WHAT YOU SHOULD DO -
In one to three sentences, explain why the opinion piece against legalizing pot says there is good reason to fear making marijuana more available.

EXCERPT PROVIDED -
##############################

Pubdate: Thu, 24 Dec 2015
Source: Arizona Republic (Phoenix, AZ)
Copyright: 2015 The Arizona Republic
Contact: http://www.azcentral.com/arizonarepublic/opinions/sendaletter.html
Website: http://www.azcentral.com/arizonarepublic/
Details: http://www.mapinc.org/media/24
Author: Seth Leibsohn
Note: Seth Leibsohn is chairman of Arizonans for Responsible Drug Policy.

THE CLEAR, CONVINCING CASE AGAINST LEGALIZING POT

For Arizonans who have spent their lives and careers seeking positive 
outcomes for our children's health, education and welfare, E.J. 
Montini's Dec. 17 column, "Marijuana initiative slyly spreads like 
weed," must have come as quite a shock.

In arguing for an initiative to legalize marijuana, Montini's source 
came from a pro-marijuana lobbyist: broadcasting several errors of 
fact and logic.

The lobbyist stated that those opposed to legalizing marijuana use 
one tool, "fear." Indeed there is a great deal to fear from making a 
dangerous drug like marijuana more available, but that fear is 
actually based on scientific and medical fact.

There is a reason, after all, the American Medical Association, the 
American Psychiatric Association, the American Academy of Pediatrics, 
the American Academy of Neurology and the American Society of 
Addiction Medicine oppose legalizing marijuana for recreational use. 
When it comes to making a dangerous drug more available, we would 
recommend listening to doctors, not lobbyists.

##############################

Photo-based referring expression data
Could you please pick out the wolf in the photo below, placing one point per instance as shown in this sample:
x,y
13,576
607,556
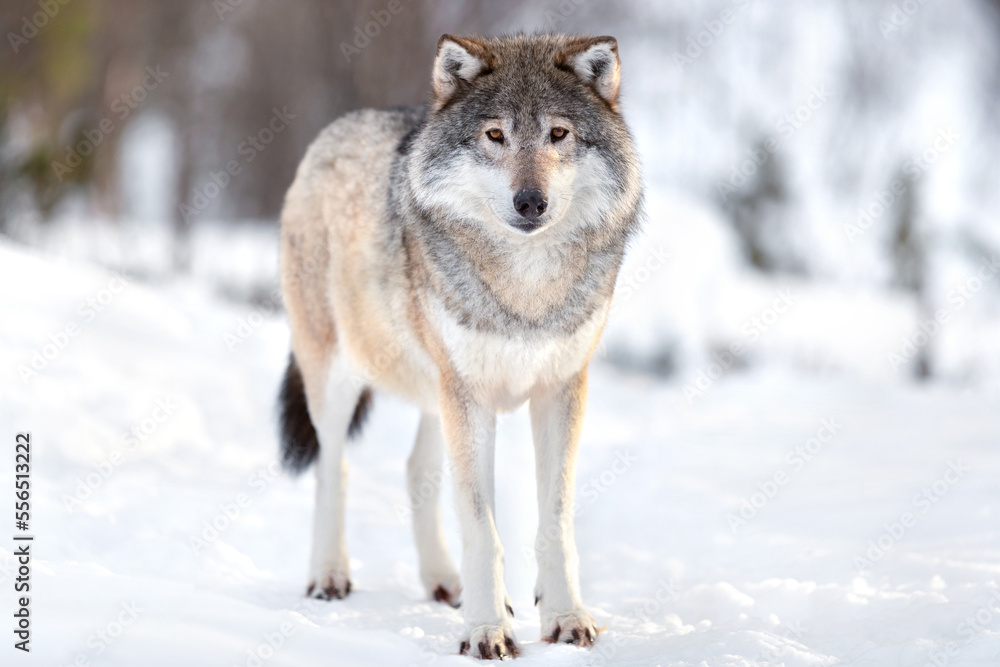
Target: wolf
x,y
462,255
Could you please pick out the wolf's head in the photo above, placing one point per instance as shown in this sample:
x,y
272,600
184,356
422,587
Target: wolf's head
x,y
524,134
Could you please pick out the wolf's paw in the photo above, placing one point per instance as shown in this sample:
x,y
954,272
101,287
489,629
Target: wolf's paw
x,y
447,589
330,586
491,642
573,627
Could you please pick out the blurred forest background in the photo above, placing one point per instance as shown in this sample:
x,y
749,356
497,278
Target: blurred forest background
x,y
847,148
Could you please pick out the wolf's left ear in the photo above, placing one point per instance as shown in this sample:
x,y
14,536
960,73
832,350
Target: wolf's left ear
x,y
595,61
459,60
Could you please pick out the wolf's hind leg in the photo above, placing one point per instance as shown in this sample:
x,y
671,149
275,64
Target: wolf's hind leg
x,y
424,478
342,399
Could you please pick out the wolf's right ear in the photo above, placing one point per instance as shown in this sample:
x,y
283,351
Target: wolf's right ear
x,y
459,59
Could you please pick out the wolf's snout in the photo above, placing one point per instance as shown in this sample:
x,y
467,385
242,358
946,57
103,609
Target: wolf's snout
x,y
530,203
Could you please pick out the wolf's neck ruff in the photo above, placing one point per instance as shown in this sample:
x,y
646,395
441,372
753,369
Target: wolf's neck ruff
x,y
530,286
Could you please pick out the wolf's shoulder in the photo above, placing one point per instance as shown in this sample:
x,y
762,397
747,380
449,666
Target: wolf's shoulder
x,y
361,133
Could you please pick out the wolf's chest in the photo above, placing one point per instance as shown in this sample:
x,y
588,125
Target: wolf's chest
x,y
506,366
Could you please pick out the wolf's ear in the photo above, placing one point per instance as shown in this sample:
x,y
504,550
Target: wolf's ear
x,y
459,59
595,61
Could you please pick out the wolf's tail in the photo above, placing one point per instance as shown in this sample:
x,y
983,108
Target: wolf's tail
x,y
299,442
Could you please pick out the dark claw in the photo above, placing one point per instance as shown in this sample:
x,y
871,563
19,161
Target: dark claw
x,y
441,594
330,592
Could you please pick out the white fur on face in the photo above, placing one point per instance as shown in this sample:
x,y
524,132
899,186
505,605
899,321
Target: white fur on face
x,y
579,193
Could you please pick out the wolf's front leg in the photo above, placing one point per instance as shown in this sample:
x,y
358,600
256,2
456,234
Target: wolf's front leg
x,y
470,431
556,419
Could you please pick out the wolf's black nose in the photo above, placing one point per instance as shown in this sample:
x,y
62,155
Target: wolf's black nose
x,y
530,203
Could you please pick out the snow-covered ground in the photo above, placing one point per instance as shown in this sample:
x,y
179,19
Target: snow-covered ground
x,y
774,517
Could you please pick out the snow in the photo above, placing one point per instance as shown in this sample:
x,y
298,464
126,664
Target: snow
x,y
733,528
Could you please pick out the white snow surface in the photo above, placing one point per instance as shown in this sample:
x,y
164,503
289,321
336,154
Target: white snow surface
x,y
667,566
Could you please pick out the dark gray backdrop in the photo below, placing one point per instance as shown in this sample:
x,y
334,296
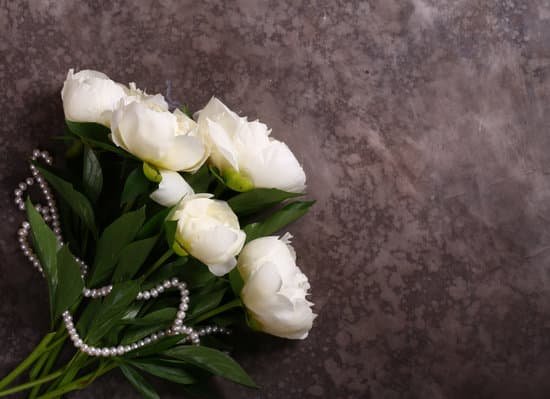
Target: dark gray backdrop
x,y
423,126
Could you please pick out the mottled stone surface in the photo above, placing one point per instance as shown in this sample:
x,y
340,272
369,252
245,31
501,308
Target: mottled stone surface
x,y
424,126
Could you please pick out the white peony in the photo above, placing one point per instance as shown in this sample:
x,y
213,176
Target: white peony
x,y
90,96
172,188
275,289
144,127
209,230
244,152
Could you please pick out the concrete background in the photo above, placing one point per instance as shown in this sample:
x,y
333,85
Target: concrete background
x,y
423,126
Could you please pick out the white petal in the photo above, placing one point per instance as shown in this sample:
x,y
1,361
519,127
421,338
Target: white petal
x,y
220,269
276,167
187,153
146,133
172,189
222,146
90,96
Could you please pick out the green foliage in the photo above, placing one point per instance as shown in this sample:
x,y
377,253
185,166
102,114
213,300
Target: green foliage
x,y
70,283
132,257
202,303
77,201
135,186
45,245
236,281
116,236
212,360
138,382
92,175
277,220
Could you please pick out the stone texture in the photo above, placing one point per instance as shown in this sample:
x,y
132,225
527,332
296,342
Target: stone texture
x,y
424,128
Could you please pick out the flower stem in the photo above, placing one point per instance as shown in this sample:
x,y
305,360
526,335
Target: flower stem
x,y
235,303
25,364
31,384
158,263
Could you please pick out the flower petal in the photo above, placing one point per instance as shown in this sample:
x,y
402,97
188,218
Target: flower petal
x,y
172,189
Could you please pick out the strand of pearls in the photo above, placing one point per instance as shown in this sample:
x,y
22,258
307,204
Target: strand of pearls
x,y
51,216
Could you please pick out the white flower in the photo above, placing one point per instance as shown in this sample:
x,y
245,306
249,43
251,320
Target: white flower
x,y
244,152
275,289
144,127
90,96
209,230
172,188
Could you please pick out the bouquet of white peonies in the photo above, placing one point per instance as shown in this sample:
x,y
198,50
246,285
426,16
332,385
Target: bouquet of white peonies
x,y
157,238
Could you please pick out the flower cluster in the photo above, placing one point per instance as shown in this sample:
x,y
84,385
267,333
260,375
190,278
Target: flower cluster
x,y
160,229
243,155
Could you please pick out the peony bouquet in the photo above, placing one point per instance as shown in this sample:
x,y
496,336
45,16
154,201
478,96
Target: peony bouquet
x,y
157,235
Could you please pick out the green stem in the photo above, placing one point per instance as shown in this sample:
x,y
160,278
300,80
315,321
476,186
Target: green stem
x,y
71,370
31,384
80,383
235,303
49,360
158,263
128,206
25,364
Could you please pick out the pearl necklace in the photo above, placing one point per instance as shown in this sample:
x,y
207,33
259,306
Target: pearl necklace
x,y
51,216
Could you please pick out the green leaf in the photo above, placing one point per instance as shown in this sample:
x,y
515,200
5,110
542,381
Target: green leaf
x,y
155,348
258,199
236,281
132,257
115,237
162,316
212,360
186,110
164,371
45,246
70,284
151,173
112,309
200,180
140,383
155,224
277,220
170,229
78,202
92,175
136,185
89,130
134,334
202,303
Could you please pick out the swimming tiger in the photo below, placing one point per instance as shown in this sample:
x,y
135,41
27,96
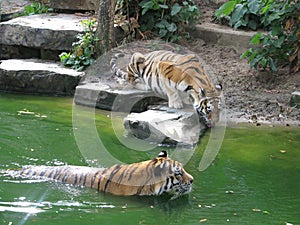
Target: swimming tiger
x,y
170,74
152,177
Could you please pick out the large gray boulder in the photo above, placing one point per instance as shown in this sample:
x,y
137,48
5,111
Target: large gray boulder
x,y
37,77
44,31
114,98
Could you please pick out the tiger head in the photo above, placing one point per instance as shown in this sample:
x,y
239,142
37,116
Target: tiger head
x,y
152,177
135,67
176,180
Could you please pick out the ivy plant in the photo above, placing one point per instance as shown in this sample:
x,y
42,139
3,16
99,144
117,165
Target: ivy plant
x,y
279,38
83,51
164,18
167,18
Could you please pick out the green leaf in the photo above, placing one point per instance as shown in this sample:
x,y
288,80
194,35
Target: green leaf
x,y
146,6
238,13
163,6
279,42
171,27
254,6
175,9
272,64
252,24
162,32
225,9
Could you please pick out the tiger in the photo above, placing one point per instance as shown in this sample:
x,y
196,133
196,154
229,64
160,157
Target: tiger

##############################

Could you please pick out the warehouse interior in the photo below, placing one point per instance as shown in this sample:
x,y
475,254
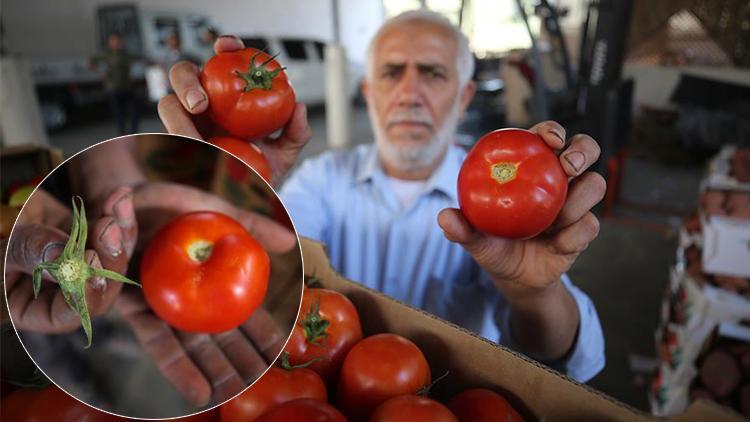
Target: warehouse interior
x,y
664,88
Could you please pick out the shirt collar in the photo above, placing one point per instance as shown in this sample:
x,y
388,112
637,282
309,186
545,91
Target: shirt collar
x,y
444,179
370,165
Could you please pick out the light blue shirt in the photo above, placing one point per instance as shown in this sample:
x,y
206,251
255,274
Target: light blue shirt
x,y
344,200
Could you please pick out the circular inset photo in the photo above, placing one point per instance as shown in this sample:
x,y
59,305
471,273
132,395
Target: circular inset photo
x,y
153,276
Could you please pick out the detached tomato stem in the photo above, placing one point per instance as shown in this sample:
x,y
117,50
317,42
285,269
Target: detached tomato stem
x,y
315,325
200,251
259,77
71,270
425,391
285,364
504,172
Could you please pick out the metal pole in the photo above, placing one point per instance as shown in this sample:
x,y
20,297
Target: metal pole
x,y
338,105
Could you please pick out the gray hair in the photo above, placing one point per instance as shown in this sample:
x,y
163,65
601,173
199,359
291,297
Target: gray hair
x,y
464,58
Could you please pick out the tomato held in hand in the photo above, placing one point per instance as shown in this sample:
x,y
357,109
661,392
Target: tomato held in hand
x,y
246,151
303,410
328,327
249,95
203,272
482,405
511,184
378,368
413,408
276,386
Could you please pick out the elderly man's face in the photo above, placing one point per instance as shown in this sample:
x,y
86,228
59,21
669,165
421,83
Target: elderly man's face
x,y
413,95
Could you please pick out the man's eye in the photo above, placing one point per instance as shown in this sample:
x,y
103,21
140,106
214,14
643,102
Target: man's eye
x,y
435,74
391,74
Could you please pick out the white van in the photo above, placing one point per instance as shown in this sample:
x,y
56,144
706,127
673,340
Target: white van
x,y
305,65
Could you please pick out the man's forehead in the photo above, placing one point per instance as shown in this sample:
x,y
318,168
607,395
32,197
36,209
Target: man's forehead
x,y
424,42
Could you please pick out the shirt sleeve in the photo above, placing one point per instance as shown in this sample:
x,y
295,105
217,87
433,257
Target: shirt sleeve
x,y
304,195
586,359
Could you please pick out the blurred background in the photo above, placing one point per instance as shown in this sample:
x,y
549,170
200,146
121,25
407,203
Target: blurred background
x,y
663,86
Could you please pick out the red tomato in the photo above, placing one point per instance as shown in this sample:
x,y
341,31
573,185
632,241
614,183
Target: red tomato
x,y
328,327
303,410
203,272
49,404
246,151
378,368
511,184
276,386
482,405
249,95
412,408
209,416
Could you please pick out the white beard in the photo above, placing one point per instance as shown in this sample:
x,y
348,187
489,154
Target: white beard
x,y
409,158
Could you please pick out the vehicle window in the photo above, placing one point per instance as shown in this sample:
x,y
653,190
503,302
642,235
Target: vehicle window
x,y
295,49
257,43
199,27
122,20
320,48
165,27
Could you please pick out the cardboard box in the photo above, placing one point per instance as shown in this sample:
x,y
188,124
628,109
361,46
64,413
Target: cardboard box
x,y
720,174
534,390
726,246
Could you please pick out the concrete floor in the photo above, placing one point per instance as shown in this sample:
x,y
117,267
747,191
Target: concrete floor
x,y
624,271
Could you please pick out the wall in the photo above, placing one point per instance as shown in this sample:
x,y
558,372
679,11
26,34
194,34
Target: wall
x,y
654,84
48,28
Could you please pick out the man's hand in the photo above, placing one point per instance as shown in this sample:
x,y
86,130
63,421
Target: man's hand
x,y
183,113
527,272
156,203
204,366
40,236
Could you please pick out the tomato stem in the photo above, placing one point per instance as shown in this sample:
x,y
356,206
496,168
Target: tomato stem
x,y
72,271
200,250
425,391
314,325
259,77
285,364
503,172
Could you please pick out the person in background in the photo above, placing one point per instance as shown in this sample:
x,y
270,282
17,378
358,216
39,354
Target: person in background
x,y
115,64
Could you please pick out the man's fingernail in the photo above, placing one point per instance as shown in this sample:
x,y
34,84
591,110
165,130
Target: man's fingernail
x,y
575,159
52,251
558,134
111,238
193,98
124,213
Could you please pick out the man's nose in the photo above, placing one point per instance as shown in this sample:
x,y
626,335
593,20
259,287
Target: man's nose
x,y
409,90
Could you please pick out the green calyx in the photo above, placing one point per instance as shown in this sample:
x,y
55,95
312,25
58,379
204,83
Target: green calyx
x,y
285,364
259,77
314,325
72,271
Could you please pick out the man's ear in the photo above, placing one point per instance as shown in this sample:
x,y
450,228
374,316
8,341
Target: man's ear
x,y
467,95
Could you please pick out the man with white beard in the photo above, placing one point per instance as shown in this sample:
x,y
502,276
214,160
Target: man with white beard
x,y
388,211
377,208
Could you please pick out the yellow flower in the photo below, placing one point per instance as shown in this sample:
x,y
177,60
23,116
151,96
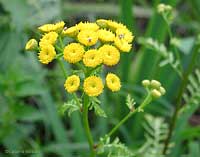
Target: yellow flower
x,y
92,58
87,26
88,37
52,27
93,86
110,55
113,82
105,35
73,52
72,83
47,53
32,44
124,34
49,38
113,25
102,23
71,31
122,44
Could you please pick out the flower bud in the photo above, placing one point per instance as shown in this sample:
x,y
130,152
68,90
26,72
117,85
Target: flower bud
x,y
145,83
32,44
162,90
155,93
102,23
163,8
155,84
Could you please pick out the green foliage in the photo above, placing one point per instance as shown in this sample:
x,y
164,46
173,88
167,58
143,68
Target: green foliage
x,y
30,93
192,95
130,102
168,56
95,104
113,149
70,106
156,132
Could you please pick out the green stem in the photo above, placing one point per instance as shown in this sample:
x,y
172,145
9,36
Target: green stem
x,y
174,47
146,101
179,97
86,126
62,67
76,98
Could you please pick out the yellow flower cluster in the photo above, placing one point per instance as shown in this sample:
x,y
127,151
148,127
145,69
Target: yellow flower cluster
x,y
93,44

##############################

WRITTEN ANSWER -
The piece calls marijuana a dangerous drug and says the fear of making it more available rests on scientific and medical fact, not on scare tactics. As support, it notes that major medical groups oppose legalizing it for recreational use: the American Medical Association, the American Psychiatric Association, the American Academy of Pediatrics, the American Academy of Neurology and the American Society of Addiction Medicine.